▶ _TASK OBJECTIVE_: Format all the items below as a single numbered list, leaving out any blank lines.

▶ _INPUT MATERIAL_:
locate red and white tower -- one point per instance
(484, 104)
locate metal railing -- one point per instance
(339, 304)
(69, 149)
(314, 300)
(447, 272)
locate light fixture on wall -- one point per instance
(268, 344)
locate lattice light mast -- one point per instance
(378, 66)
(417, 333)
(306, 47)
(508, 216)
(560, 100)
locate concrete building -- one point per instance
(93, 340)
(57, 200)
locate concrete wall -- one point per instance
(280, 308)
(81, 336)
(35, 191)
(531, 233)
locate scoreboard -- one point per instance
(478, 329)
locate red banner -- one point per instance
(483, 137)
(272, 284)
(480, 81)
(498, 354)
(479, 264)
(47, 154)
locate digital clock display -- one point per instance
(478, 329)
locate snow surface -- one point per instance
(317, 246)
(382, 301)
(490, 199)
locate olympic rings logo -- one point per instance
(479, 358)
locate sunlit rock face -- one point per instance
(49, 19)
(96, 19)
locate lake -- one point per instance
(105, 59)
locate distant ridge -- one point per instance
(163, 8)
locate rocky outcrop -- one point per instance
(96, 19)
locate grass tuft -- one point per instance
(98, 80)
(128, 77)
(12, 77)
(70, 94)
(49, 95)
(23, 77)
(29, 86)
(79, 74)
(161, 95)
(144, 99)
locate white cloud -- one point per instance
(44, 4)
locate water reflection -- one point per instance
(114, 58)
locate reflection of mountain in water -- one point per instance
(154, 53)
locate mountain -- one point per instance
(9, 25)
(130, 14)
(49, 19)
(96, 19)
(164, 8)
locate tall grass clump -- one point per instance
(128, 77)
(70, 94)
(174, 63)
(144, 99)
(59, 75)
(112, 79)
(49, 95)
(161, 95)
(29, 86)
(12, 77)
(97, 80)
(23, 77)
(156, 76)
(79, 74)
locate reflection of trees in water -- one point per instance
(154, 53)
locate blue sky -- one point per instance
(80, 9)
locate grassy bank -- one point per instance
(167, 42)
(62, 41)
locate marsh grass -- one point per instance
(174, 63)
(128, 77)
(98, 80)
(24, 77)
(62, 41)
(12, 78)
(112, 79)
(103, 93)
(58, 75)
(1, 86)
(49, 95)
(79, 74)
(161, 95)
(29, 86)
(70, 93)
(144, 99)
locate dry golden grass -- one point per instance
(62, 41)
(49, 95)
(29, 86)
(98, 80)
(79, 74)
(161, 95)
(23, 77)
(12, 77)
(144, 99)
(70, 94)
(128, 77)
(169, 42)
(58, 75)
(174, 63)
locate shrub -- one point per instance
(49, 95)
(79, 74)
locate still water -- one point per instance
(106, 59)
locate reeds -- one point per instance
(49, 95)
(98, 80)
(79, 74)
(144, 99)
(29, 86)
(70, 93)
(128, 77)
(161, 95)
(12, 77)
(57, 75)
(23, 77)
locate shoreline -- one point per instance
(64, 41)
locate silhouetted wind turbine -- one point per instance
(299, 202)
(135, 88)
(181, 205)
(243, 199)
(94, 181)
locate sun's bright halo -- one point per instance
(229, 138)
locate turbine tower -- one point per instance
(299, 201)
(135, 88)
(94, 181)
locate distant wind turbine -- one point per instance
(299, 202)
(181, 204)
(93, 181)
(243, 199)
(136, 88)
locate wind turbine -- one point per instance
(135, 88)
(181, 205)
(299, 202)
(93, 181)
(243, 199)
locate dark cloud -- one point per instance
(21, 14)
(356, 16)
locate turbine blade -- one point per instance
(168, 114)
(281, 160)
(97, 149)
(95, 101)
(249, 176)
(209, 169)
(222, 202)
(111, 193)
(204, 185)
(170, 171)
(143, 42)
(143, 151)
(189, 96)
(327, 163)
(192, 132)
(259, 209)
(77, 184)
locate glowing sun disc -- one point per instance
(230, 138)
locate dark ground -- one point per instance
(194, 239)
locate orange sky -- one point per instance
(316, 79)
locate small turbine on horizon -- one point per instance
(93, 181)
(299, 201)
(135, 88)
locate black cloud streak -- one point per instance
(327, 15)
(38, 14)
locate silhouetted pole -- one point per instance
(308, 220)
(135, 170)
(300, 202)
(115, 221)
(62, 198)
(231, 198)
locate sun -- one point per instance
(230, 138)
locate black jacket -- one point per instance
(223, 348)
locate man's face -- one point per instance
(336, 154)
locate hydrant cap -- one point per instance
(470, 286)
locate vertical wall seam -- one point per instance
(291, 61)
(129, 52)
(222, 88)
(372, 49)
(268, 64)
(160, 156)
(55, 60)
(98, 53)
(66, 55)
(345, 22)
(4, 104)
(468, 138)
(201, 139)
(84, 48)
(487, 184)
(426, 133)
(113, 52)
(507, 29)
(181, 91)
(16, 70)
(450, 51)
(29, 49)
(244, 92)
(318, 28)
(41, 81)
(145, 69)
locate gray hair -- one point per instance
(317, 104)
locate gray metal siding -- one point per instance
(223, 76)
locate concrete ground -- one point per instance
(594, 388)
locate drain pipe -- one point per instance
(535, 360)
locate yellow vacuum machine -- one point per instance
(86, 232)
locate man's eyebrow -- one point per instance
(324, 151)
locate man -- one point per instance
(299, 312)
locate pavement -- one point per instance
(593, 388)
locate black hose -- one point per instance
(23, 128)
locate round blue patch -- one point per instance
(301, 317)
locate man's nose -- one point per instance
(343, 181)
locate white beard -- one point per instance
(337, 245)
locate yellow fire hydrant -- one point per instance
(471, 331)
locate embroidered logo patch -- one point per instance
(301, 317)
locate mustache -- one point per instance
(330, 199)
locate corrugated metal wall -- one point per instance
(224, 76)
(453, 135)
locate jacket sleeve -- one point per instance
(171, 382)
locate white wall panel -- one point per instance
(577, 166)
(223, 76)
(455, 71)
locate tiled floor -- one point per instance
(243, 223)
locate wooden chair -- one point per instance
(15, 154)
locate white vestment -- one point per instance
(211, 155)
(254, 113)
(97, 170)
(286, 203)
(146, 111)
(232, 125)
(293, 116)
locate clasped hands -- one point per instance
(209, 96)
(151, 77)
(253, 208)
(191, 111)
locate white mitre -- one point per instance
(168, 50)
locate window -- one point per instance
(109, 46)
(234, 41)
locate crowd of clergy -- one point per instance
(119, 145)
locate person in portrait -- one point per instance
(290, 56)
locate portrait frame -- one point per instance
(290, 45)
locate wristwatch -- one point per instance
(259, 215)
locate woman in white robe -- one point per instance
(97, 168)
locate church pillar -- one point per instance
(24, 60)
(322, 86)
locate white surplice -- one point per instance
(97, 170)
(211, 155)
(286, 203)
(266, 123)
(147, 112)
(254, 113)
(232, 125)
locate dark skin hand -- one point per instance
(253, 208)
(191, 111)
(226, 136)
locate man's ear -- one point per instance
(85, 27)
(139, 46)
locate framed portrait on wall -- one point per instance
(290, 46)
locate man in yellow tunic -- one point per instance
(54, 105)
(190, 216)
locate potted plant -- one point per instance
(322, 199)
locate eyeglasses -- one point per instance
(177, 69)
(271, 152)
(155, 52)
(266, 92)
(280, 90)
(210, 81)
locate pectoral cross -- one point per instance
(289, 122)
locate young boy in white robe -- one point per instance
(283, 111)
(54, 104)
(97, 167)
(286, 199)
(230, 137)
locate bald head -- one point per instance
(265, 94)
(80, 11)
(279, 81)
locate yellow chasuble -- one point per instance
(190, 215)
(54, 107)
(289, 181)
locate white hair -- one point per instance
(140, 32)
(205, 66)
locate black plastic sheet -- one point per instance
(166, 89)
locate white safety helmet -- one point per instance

▶ _ANSWER TO THE TASK_:
1. locate red and white tower -- one point per instance
2. (484, 104)
3. locate metal railing -- one point per instance
4. (339, 304)
5. (69, 149)
6. (314, 300)
7. (447, 272)
8. locate light fixture on wall -- one point per instance
9. (268, 344)
10. locate lattice light mast -- one point per instance
11. (378, 66)
12. (417, 333)
13. (306, 47)
14. (508, 216)
15. (560, 100)
16. locate concrete building -- one point per instance
17. (93, 340)
18. (57, 200)
19. locate concrete wall -- one point per instance
20. (280, 308)
21. (81, 336)
22. (35, 191)
23. (531, 233)
24. locate scoreboard -- one point per instance
25. (478, 329)
26. locate red banner -- one point per instance
27. (483, 137)
28. (272, 284)
29. (480, 81)
30. (498, 354)
31. (479, 264)
32. (47, 154)
33. locate digital clock display -- one point per instance
34. (478, 329)
35. locate snow surface -- one point per instance
36. (317, 246)
37. (382, 301)
38. (490, 199)
39. locate olympic rings logo -- one point per instance
40. (479, 358)
41. locate sunlit rock face -- one point per instance
42. (49, 19)
43. (96, 19)
44. locate lake -- one point per instance
45. (105, 59)
46. locate distant ridge -- one point per instance
47. (163, 8)
48. locate rocky outcrop -- one point per instance
49. (96, 19)
50. locate grass tuft -- one point per instance
51. (98, 80)
52. (128, 77)
53. (12, 77)
54. (70, 94)
55. (49, 95)
56. (23, 77)
57. (29, 86)
58. (79, 74)
59. (161, 95)
60. (144, 99)
61. locate white cloud -- one point per instance
62. (44, 4)
63. locate water reflection -- one point per instance
64. (114, 58)
65. locate reflection of mountain in water -- one point per instance
66. (154, 53)
67. locate mountain -- one point per instance
68. (9, 25)
69. (130, 14)
70. (49, 19)
71. (96, 19)
72. (164, 8)
73. locate tall grass clump -- one point per instance
74. (128, 77)
75. (70, 94)
76. (174, 63)
77. (144, 99)
78. (59, 75)
79. (112, 79)
80. (49, 95)
81. (161, 95)
82. (29, 86)
83. (12, 77)
84. (97, 80)
85. (23, 77)
86. (156, 76)
87. (79, 74)
88. locate reflection of trees in water -- one point per instance
89. (154, 53)
90. locate blue sky -- one point per instance
91. (80, 9)
92. locate grassy bank -- one point per instance
93. (167, 42)
94. (62, 41)
95. locate marsh grass -- one point per instance
96. (174, 63)
97. (128, 77)
98. (98, 80)
99. (24, 77)
100. (62, 41)
101. (12, 78)
102. (112, 79)
103. (103, 93)
104. (58, 75)
105. (1, 86)
106. (49, 95)
107. (79, 74)
108. (161, 95)
109. (29, 86)
110. (70, 93)
111. (144, 99)
112. locate dry golden grass -- one point per instance
113. (62, 41)
114. (49, 95)
115. (29, 86)
116. (98, 80)
117. (79, 74)
118. (161, 95)
119. (23, 77)
120. (12, 77)
121. (144, 99)
122. (70, 94)
123. (128, 77)
124. (169, 42)
125. (58, 75)
126. (174, 63)
127. locate shrub -- one point per instance
128. (49, 95)
129. (79, 74)
130. locate still water -- one point per instance
131. (106, 59)
132. locate reeds -- one point per instance
133. (49, 95)
134. (98, 80)
135. (79, 74)
136. (144, 99)
137. (29, 86)
138. (70, 93)
139. (128, 77)
140. (161, 95)
141. (12, 77)
142. (57, 75)
143. (23, 77)
144. locate shoreline -- one point per instance
145. (64, 41)
146. locate silhouetted wind turbine -- one point per instance
147. (299, 202)
148. (135, 88)
149. (181, 205)
150. (243, 199)
151. (94, 181)
152. locate sun's bright halo -- one point per instance
153. (229, 138)
154. locate turbine tower -- one point per instance
155. (299, 201)
156. (135, 88)
157. (94, 181)
158. locate distant wind turbine -- one point per instance
159. (299, 202)
160. (181, 204)
161. (93, 181)
162. (243, 199)
163. (136, 88)
164. locate wind turbine -- one point per instance
165. (135, 88)
166. (181, 205)
167. (299, 202)
168. (93, 181)
169. (243, 199)
170. locate dark cloud -- one point per instance
171. (21, 14)
172. (356, 16)
173. locate turbine blade -- one point per instance
174. (168, 114)
175. (281, 160)
176. (97, 149)
177. (95, 101)
178. (249, 176)
179. (209, 169)
180. (222, 202)
181. (111, 193)
182. (204, 185)
183. (170, 171)
184. (143, 42)
185. (143, 151)
186. (189, 96)
187. (327, 163)
188. (192, 132)
189. (259, 209)
190. (77, 184)
191. locate glowing sun disc -- one point per instance
192. (230, 138)
193. locate dark ground -- one point per instance
194. (194, 239)
195. locate orange sky -- one point per instance
196. (316, 79)
197. locate small turbine on horizon -- one point per instance
198. (93, 181)
199. (299, 201)
200. (135, 88)
201. locate black cloud streak -- one point per instance
202. (327, 15)
203. (38, 14)
204. locate silhouetted pole -- one point per instance
205. (308, 220)
206. (135, 170)
207. (300, 202)
208. (115, 221)
209. (62, 198)
210. (231, 198)
211. locate sun -- one point per instance
212. (230, 138)
213. locate black jacket -- one point per instance
214. (223, 348)
215. locate man's face -- one point per instance
216. (336, 154)
217. locate hydrant cap -- one point per instance
218. (470, 286)
219. locate vertical wall seam -- one point per instance
220. (291, 61)
221. (129, 52)
222. (222, 88)
223. (372, 49)
224. (268, 64)
225. (160, 156)
226. (55, 60)
227. (98, 53)
228. (66, 55)
229. (345, 22)
230. (4, 104)
231. (468, 138)
232. (201, 139)
233. (84, 48)
234. (487, 184)
235. (426, 133)
236. (113, 52)
237. (507, 29)
238. (181, 91)
239. (16, 70)
240. (450, 51)
241. (29, 49)
242. (244, 92)
243. (318, 28)
244. (41, 81)
245. (145, 69)
246. locate gray hair -- one point per instance
247. (317, 104)
248. locate gray metal siding -- one point per instance
249. (223, 76)
250. locate concrete ground -- one point per instance
251. (594, 388)
252. locate drain pipe -- one point per instance
253. (535, 360)
254. locate yellow vacuum machine -- one point per instance
255. (86, 232)
256. locate man's eyebrow -- one point per instance
257. (324, 151)
258. locate man -- one point per instance
259. (299, 312)
260. locate pavement -- one point per instance
261. (593, 388)
262. locate black hose -- one point per instance
263. (23, 128)
264. locate round blue patch -- one point per instance
265. (301, 317)
266. locate man's nose -- one point per instance
267. (343, 181)
268. locate white beard -- one point per instance
269. (337, 245)
270. locate yellow fire hydrant -- one point per instance
271. (471, 331)
272. locate embroidered logo patch -- one point per instance
273. (301, 317)
274. locate mustache -- one point per instance
275. (330, 199)
276. locate corrugated metal wall -- one point per instance
277. (224, 76)
278. (453, 135)
279. locate jacket sleeve -- one point per instance
280. (171, 382)
281. locate white wall panel -- one point per instance
282. (577, 166)
283. (223, 76)
284. (455, 71)
285. locate tiled floor -- one point per instance
286. (243, 223)
287. locate wooden chair -- one point per instance
288. (15, 154)
289. locate white vestment -- one point per instance
290. (211, 155)
291. (254, 113)
292. (97, 170)
293. (286, 203)
294. (146, 111)
295. (232, 125)
296. (293, 116)
297. locate clasped hands -- one point per instance
298. (209, 96)
299. (151, 77)
300. (253, 208)
301. (191, 111)
302. locate white mitre -- one point per instance
303. (168, 50)
304. locate window -- one point per instance
305. (109, 46)
306. (234, 41)
307. locate crowd of clergy -- one point per instance
308. (119, 145)
309. locate person in portrait -- one point per instance
310. (290, 56)
311. locate portrait frame -- one point per instance
312. (290, 45)
313. locate wristwatch -- one point per instance
314. (259, 215)
315. locate woman in white robe -- one point per instance
316. (97, 168)
317. locate church pillar -- one point per instance
318. (24, 60)
319. (322, 86)
320. locate white surplice -- one point per instance
321. (97, 170)
322. (211, 155)
323. (286, 203)
324. (266, 123)
325. (147, 112)
326. (254, 113)
327. (232, 125)
328. locate dark skin hand -- one point per instance
329. (253, 208)
330. (191, 111)
331. (226, 136)
332. locate man's ear -- one point per instance
333. (85, 27)
334. (139, 46)
335. locate framed portrait on wall -- one point per instance
336. (290, 46)
337. locate man in yellow tunic -- one point per instance
338. (54, 105)
339. (190, 216)
340. locate potted plant -- one point per instance
341. (322, 199)
342. locate eyeglasses -- one point per instance
343. (177, 69)
344. (271, 152)
345. (155, 52)
346. (266, 92)
347. (280, 90)
348. (210, 81)
349. locate pectoral cross -- one point per instance
350. (289, 122)
351. locate young boy in white robe -- one point per instance
352. (283, 111)
353. (54, 104)
354. (97, 167)
355. (286, 199)
356. (230, 137)
357. locate bald head -- one point per instance
358. (265, 94)
359. (80, 11)
360. (279, 81)
361. locate yellow chasuble -- one point per instance
362. (190, 215)
363. (54, 107)
364. (289, 181)
365. locate white hair -- one point per instance
366. (140, 32)
367. (205, 66)
368. locate black plastic sheet -- one point per instance
369. (166, 89)
370. locate white safety helmet -- one point per instance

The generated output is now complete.